◆ **What is being asked**: In the obituary of Marion Milner below, which 1934 book is called a particularly good introduction to her thinking?

◆ **Text under study**:
▬▬▬▬▬▬

Obituary: Marion Milner

Michael Brearley
Wednesday 10 June 1998 00:02

MARION MILNER was a prominent independent psychoanalyst and writer. She was trained as a psychologist, and worked in industry and in schools. Her interest in the unconscious grew from her personal approach to a vague sense of dissatisfaction; she kept a diary in which she recorded as honestly as she could her stream of consciousness.

She discovered by this method aspects of herself which she had previously denied - pettiness, vanity, fear and anger. She published a trio of books in which she revealed these feelings and discoveries. The first of these, A Life of One's Own (1934), is a particularly good introduction to her thinking and to the ways in which one person's self-deceptions were brought to light.

One of her central interests was the "Suppressed Madness of Sane Men", the title of a collection of papers published in 1987. This madness is, in her view, a matter of being cut off from the instincts and the body. It was her contention that the hard-won mental and emotional achievements of separation - of self from other, of feelings from things, of symbols from things symbolised - can be overvalued.

For many reasons we may cling to the raft of logical thinking in fear of the rough seas of imagination. In Freud's terms, secondary process thinking seems to drive out primary process. One reason for such an absolute solution would be having a mother who is emotionally ill: "such a human environment forces the child into a desperate clinging to the phase of thinking that . . . distinguishes between the `me' and the `not-me', because this is the only protection against an impossible confusion between their own and their parents' problem."

▬▬▬▬▬▬

Recorded data
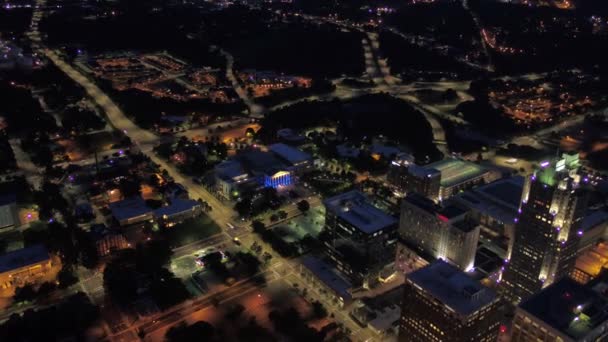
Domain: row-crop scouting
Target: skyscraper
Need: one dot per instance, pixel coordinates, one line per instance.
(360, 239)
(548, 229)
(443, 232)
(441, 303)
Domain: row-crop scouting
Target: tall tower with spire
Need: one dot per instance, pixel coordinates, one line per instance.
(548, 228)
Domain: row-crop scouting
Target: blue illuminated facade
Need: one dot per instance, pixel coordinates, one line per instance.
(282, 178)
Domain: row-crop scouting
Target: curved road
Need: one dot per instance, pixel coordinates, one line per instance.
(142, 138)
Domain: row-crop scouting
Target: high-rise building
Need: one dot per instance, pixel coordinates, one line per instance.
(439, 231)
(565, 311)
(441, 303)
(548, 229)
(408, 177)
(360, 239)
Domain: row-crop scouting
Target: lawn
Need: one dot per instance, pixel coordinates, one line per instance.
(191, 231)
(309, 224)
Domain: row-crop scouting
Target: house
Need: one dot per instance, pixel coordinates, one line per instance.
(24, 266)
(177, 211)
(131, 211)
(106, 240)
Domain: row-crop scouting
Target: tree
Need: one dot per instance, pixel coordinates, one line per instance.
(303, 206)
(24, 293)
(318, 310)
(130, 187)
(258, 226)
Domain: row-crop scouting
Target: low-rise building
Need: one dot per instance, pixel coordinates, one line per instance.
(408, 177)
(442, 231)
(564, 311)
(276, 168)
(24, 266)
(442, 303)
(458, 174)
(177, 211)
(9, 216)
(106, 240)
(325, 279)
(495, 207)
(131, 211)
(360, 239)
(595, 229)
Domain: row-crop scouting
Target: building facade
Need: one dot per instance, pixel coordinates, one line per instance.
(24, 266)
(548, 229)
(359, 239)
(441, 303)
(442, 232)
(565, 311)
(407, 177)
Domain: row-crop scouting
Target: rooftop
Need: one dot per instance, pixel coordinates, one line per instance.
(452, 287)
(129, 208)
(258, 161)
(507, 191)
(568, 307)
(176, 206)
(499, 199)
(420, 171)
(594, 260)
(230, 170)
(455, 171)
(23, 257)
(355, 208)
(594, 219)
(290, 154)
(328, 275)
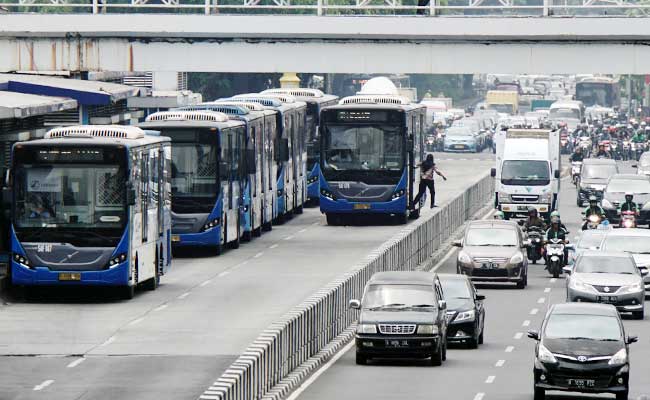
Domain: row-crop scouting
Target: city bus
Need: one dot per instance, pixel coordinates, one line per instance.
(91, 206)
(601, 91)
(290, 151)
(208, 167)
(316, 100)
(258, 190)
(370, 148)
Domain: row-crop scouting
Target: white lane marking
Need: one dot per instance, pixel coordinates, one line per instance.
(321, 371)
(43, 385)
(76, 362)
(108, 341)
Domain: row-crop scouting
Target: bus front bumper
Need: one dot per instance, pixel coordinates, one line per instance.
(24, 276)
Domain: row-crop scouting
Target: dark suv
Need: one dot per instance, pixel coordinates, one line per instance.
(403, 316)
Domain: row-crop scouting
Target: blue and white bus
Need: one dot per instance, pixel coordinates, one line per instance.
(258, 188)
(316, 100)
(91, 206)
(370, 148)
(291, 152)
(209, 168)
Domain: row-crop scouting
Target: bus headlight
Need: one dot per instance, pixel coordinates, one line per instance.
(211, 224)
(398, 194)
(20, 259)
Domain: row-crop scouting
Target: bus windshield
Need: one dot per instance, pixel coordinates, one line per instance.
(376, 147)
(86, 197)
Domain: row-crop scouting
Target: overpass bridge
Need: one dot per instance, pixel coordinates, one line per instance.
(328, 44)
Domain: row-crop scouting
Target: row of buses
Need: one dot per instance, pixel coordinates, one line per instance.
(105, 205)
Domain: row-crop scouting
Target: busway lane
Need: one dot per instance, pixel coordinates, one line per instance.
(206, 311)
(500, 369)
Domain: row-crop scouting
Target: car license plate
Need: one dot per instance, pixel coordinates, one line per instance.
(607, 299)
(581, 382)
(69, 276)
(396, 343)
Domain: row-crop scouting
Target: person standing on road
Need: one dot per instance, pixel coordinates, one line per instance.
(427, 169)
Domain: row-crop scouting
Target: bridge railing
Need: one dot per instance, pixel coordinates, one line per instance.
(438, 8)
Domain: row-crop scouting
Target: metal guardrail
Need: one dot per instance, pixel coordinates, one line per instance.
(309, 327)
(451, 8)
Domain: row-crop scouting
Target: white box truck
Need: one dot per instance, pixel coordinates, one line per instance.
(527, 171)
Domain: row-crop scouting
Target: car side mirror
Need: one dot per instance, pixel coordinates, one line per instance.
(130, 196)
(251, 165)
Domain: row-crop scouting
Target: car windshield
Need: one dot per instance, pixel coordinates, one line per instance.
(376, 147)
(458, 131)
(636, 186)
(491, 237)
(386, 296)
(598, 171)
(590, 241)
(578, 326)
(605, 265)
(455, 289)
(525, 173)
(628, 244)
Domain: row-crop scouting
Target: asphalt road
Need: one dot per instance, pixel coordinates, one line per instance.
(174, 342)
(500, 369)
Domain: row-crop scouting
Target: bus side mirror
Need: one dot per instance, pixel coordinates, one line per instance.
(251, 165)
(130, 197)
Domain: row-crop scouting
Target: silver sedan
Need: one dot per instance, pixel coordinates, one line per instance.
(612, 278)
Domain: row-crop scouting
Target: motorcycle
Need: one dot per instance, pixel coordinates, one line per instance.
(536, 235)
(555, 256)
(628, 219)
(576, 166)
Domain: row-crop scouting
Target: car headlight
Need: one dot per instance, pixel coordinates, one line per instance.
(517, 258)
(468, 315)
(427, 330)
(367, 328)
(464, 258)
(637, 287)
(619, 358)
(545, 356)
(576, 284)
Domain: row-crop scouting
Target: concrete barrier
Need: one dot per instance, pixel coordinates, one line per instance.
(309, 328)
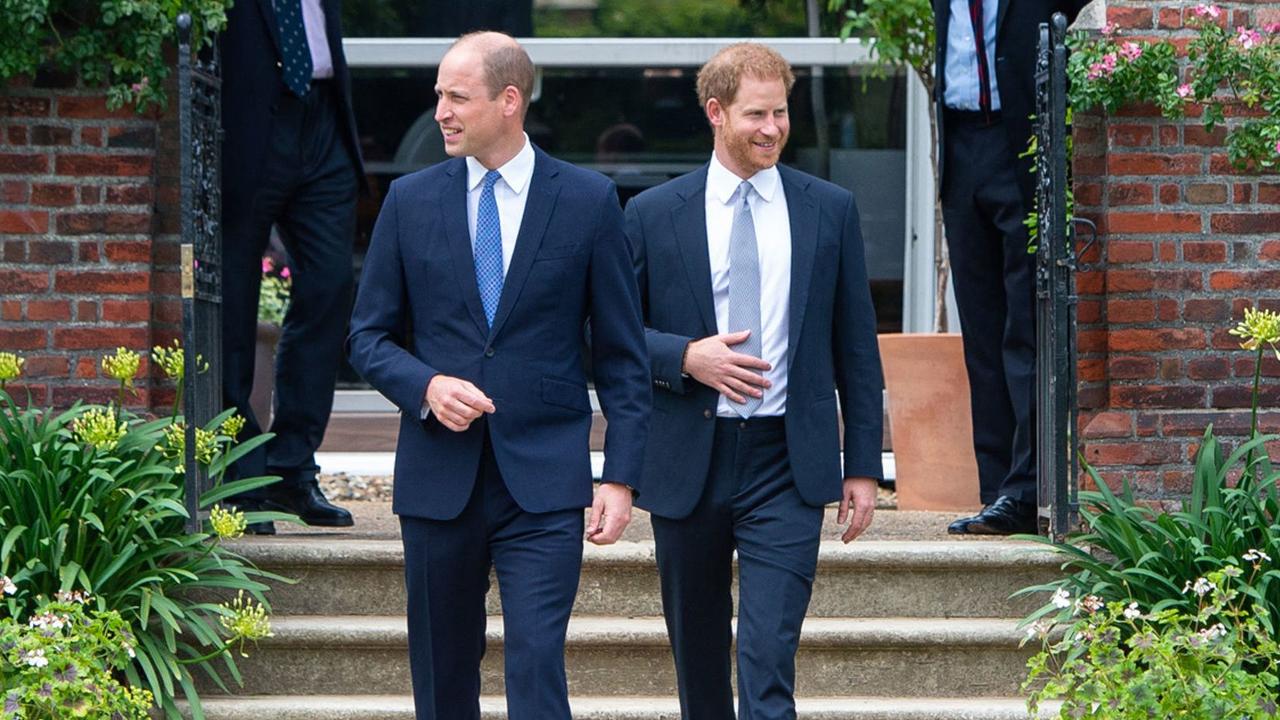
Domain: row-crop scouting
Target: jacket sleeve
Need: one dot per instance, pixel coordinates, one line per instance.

▬▬▬▬▬▬

◆ **Response to the exercise**: A Life of One's Own